Return the records below exactly as they are written.
Record set Start Marker
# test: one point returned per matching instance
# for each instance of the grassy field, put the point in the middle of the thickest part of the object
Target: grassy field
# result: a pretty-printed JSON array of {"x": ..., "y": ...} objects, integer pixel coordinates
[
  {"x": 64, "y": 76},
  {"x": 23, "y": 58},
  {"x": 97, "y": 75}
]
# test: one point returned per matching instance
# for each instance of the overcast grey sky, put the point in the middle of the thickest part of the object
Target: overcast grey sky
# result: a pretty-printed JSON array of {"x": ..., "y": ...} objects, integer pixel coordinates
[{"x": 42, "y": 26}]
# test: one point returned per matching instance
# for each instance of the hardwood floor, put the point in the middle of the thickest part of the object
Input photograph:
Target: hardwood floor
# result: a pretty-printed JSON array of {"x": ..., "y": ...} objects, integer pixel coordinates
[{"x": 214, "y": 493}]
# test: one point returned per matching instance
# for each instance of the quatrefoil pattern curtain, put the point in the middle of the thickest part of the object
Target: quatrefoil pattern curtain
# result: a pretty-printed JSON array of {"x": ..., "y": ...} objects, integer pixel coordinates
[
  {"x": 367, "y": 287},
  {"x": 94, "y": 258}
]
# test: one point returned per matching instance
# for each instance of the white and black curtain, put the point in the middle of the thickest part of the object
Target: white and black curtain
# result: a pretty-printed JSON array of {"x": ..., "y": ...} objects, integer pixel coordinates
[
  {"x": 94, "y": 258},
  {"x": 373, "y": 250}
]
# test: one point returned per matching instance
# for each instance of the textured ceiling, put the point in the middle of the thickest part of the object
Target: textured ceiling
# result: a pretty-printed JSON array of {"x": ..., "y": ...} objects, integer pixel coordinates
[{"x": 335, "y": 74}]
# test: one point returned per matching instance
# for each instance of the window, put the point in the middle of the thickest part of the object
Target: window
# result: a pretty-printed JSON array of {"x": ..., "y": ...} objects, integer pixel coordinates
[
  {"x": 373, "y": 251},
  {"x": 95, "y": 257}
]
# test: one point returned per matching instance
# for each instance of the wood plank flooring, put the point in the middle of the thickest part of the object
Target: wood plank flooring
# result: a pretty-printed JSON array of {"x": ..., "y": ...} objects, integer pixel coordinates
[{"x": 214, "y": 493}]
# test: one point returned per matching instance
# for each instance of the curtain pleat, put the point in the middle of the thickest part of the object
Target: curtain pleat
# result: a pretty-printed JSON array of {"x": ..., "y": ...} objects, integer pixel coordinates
Record set End Marker
### Your solution:
# test: one point returned per matching instance
# for each instance of the grassy field, put the point in the middle of the thickest part of the object
Target: grassy field
# result: a pretty-printed JSON array of {"x": ..., "y": ...} objects, integer pixel coordinates
[
  {"x": 64, "y": 76},
  {"x": 23, "y": 58},
  {"x": 97, "y": 75}
]
# test: one point returned per matching instance
# for each instance of the overcast grey sky, put the point in the middle of the thickest part of the object
Target: overcast grey sky
# result: a pretty-printed JSON array of {"x": ..., "y": ...} objects, integer pixel coordinates
[{"x": 42, "y": 26}]
# test: one point returned per matching instance
# for each instance of the hardwood floor, put the point in the middle of the thickest part of the object
Input photograph:
Target: hardwood floor
# result: a pretty-printed JSON array of {"x": ..., "y": ...} objects, integer pixel coordinates
[{"x": 214, "y": 493}]
# test: one point returned per matching instance
# for each instance of the quatrefoil pattern curtain, put the point in the middle of the thickest part of the object
Target: quatrefoil pattern curtain
# result: a pretty-printed JSON array of {"x": ..., "y": ...} objects, integer pixel coordinates
[
  {"x": 367, "y": 287},
  {"x": 94, "y": 258}
]
# test: one point returned per matching instance
# for each instance of the white and black curtain, put the point in the middle of the thickest part of the object
Target: white and black curtain
# result: a pretty-printed JSON array of {"x": ..., "y": ...} objects, integer pixel coordinates
[
  {"x": 94, "y": 258},
  {"x": 373, "y": 250}
]
# test: one point returned per matching instance
# for each instance of the textured ceiling, put the point in the middle of the thickest part of the object
Target: textured ceiling
# result: a pretty-printed JSON array of {"x": ..., "y": ...} objects, integer pixel coordinates
[{"x": 335, "y": 74}]
# test: one point returned per matching instance
# for each instance of the window, put the point in the middle of the thickest part of the object
Target: window
# result: a pretty-printed JSON array of {"x": ..., "y": ...} objects, integer pixel coordinates
[
  {"x": 373, "y": 251},
  {"x": 95, "y": 257}
]
# test: one point returned per matching instance
# for each instance of the wood plank flooring, put the point in the middle of the thickest part of the object
Target: wood plank flooring
# result: a pretty-printed JSON array of {"x": ..., "y": ...} objects, integer pixel coordinates
[{"x": 214, "y": 493}]
# test: one point returned per matching instance
# for each instance of the curtain pleat, put the point in the middle of the thickest part of the object
Target: curtain pleat
# result: a pretty-printed JSON array of {"x": ..., "y": ...} objects, integer pixel coordinates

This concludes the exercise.